#### Try it
Copy out every line holding the string "kelp" from the records below.

Dataset entries:
◆ ◆ ◆
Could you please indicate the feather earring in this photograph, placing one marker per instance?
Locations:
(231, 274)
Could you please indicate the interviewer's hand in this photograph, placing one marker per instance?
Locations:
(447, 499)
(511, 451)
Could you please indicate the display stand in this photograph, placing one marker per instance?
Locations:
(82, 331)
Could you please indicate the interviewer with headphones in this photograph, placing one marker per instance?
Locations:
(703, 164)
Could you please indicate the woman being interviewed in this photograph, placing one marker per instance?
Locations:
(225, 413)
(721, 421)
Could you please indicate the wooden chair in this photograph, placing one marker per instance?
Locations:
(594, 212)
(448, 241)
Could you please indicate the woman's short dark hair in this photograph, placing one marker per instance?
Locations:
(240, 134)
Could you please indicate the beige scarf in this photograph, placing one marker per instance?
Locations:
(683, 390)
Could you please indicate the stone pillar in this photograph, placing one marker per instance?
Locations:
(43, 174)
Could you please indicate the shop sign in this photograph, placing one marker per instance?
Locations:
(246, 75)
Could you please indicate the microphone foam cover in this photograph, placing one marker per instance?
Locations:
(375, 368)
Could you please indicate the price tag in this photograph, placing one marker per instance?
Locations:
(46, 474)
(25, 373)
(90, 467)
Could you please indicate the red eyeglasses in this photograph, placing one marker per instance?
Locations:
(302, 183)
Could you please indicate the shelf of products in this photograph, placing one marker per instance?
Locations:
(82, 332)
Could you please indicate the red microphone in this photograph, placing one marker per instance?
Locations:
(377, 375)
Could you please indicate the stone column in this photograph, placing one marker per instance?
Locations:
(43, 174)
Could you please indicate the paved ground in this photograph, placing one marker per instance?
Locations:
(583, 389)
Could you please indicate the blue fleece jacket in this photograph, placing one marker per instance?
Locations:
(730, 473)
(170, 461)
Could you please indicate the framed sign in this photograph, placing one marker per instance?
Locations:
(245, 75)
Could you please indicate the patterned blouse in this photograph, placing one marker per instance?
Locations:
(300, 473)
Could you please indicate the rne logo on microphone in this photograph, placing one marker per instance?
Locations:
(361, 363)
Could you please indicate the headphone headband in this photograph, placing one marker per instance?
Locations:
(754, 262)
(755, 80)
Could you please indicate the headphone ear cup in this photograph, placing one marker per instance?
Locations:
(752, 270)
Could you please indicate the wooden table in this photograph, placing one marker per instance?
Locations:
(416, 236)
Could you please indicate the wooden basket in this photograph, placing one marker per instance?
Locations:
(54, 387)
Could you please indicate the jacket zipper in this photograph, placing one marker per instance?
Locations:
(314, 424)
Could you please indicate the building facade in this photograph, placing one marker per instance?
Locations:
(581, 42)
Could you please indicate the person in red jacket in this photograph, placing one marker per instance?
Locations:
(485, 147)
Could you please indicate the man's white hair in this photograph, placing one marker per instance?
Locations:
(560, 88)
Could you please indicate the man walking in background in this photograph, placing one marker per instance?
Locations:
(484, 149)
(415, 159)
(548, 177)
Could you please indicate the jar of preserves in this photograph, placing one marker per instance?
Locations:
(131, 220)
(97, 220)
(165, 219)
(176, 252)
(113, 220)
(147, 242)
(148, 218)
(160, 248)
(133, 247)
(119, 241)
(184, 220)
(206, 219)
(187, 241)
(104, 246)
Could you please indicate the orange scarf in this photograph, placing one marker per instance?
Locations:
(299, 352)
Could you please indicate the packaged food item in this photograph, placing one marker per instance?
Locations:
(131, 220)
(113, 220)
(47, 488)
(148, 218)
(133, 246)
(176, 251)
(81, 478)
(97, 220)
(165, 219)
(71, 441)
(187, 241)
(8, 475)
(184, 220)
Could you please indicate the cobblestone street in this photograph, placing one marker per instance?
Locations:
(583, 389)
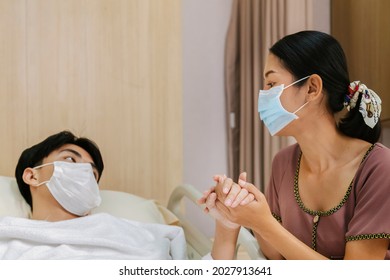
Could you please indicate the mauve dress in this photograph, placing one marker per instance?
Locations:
(364, 213)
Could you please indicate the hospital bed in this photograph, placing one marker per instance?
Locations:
(136, 208)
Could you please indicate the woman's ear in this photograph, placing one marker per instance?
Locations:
(315, 87)
(30, 176)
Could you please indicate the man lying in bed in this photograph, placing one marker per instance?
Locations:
(58, 178)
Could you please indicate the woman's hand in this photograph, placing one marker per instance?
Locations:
(231, 193)
(257, 210)
(238, 194)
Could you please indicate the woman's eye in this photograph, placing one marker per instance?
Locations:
(270, 84)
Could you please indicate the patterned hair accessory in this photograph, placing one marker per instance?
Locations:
(370, 104)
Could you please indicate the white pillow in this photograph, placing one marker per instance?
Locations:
(129, 206)
(116, 203)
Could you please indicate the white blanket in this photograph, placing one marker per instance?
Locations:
(99, 236)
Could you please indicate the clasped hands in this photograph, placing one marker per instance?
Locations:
(234, 204)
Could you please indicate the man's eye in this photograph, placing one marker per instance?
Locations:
(70, 159)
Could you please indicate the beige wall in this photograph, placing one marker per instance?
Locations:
(108, 70)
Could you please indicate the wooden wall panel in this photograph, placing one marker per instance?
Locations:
(363, 29)
(111, 71)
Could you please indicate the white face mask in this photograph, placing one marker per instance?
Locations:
(271, 110)
(74, 186)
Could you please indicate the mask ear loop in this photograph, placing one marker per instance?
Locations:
(40, 166)
(297, 81)
(294, 84)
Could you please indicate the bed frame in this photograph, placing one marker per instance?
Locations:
(198, 244)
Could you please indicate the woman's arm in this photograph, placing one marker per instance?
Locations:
(276, 241)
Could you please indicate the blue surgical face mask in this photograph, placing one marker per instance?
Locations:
(271, 110)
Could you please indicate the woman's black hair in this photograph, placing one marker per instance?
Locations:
(34, 156)
(312, 52)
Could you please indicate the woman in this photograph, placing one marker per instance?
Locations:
(328, 195)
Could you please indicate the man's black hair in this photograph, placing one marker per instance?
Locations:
(33, 156)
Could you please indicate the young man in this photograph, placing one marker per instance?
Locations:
(58, 177)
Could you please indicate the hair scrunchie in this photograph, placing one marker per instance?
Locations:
(370, 104)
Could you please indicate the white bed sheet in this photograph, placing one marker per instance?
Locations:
(98, 236)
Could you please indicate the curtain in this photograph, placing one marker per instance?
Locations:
(254, 26)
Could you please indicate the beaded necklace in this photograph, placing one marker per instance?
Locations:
(317, 214)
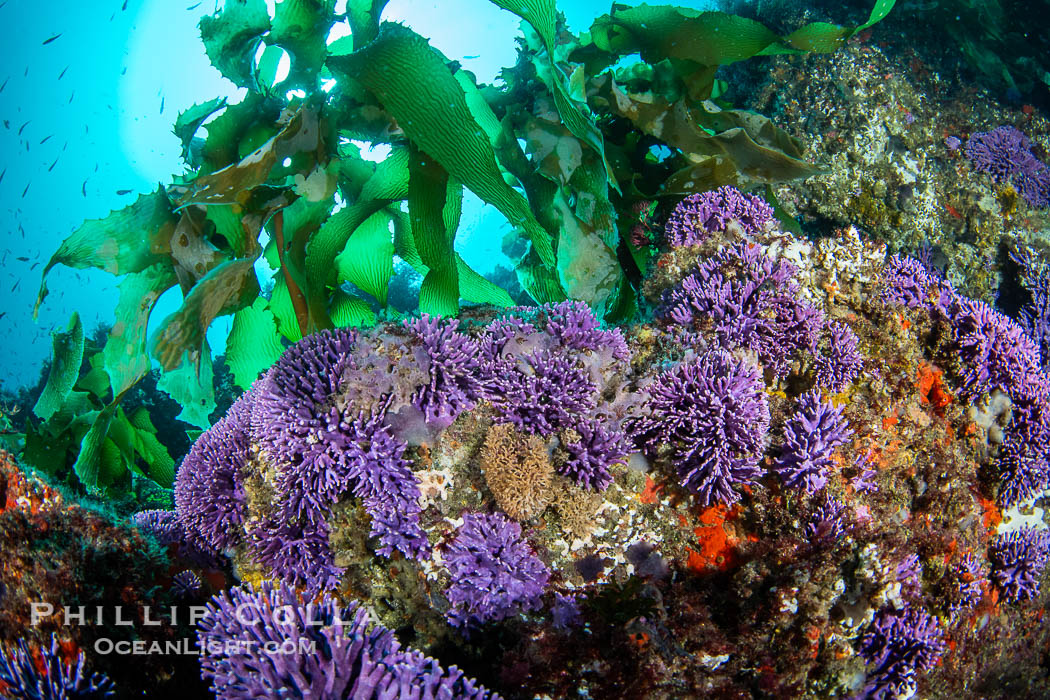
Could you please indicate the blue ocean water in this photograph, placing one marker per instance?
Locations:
(90, 93)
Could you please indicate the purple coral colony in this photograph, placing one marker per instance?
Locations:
(799, 465)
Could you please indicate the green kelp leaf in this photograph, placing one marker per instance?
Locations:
(351, 312)
(438, 120)
(300, 27)
(368, 260)
(387, 184)
(190, 120)
(588, 270)
(142, 451)
(47, 451)
(363, 18)
(722, 147)
(125, 356)
(227, 223)
(227, 289)
(476, 289)
(193, 389)
(284, 312)
(231, 35)
(434, 209)
(127, 240)
(67, 353)
(95, 381)
(711, 38)
(540, 281)
(733, 157)
(228, 130)
(89, 463)
(542, 16)
(253, 344)
(232, 184)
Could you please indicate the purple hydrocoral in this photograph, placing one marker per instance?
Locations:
(750, 301)
(907, 282)
(590, 455)
(323, 447)
(543, 391)
(575, 326)
(453, 366)
(713, 414)
(495, 573)
(842, 363)
(1034, 317)
(1017, 560)
(1005, 152)
(23, 678)
(996, 349)
(266, 643)
(186, 585)
(811, 436)
(827, 523)
(210, 499)
(897, 644)
(705, 212)
(966, 582)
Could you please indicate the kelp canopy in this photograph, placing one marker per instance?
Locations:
(564, 147)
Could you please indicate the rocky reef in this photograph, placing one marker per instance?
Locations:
(811, 472)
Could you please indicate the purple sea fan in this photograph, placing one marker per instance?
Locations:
(996, 349)
(210, 499)
(1017, 560)
(452, 358)
(596, 448)
(266, 643)
(23, 678)
(713, 414)
(750, 301)
(897, 644)
(842, 362)
(705, 212)
(811, 436)
(495, 573)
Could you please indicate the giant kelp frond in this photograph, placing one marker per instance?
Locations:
(561, 149)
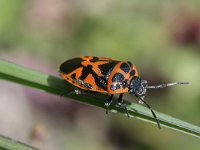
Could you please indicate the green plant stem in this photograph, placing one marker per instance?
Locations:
(10, 144)
(55, 85)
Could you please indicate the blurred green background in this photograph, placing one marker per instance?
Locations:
(162, 38)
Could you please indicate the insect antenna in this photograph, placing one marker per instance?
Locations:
(166, 85)
(154, 115)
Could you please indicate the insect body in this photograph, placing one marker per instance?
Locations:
(105, 75)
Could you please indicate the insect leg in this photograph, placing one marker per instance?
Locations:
(120, 103)
(108, 102)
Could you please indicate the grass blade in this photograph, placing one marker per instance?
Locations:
(55, 85)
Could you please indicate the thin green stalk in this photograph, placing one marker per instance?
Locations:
(11, 144)
(55, 85)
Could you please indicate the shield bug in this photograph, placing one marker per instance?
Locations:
(105, 75)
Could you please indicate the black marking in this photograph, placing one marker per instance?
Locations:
(85, 72)
(130, 64)
(94, 59)
(73, 76)
(114, 87)
(118, 77)
(107, 68)
(100, 81)
(125, 84)
(70, 65)
(132, 73)
(125, 67)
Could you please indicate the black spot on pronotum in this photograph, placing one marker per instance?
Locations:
(132, 72)
(70, 65)
(114, 87)
(73, 76)
(118, 77)
(125, 67)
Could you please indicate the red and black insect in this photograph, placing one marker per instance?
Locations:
(105, 75)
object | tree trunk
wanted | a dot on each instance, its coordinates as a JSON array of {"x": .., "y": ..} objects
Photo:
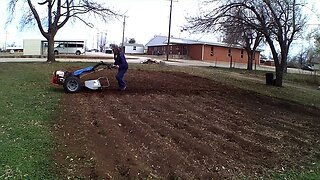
◆ ◆ ◆
#### Output for this exercise
Could you please indicate the green kelp leaf in this photograph, placing one marker per instance?
Could you please indicate the kelp canopy in this photograph, placing one marker per instance?
Could you please indicate the giant kelp frond in this photograph, placing one marker per instance?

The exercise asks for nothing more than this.